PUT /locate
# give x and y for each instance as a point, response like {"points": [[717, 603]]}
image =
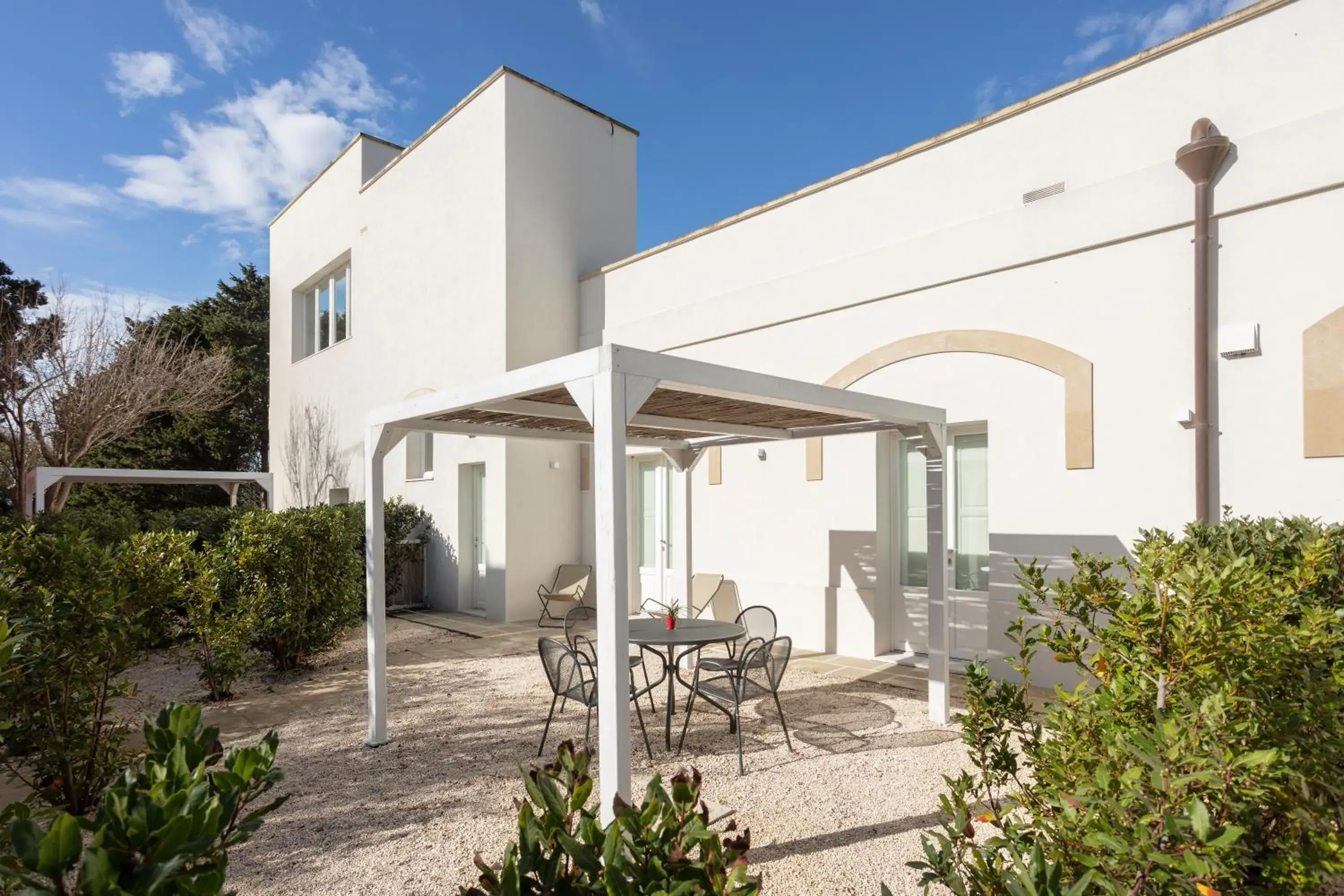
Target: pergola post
{"points": [[613, 622], [936, 457], [378, 443]]}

Your goal -
Give the records again exactly, without pictures.

Task solution -
PUT /locate
# give x and y for each instance as a point, response like {"points": [[717, 603]]}
image =
Target: pergola post
{"points": [[613, 622], [936, 457], [378, 443]]}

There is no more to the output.